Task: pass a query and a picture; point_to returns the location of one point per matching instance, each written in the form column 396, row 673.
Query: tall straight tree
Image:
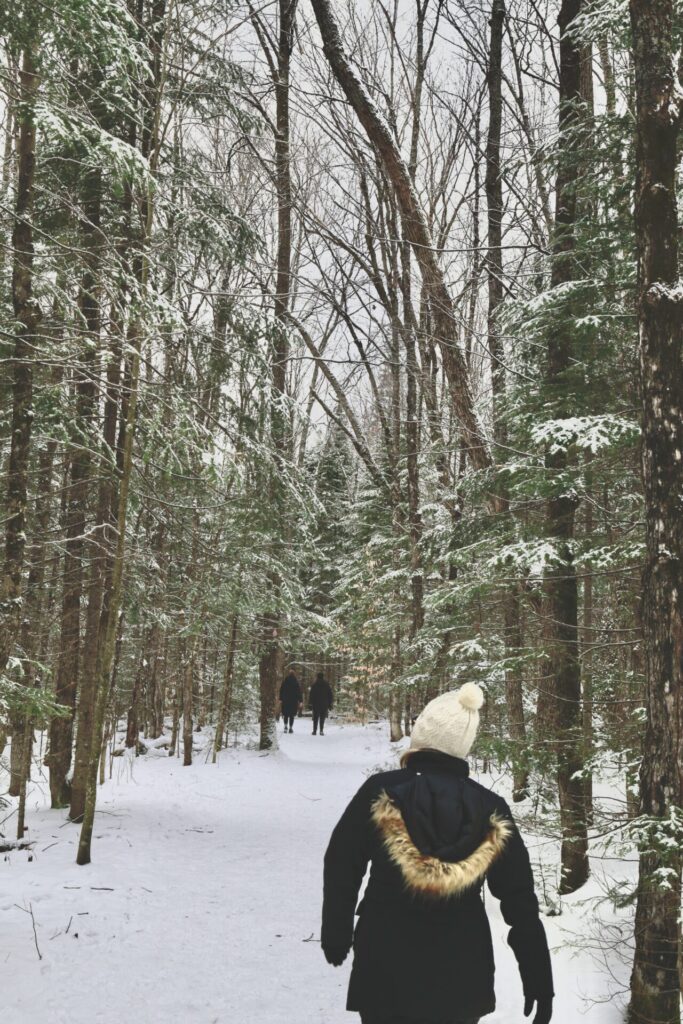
column 28, row 318
column 655, row 981
column 416, row 230
column 561, row 585
column 271, row 650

[TASK TO CARRY OUT] The answer should hold every line of the listing, copied exactly, with no pictures.

[RESULT BELOW]
Task: pass a query and a picture; point_to returns the location of one point per matching instance, each written in the form column 396, row 673.
Query: tall straight tree
Image:
column 28, row 318
column 655, row 981
column 416, row 230
column 561, row 585
column 271, row 650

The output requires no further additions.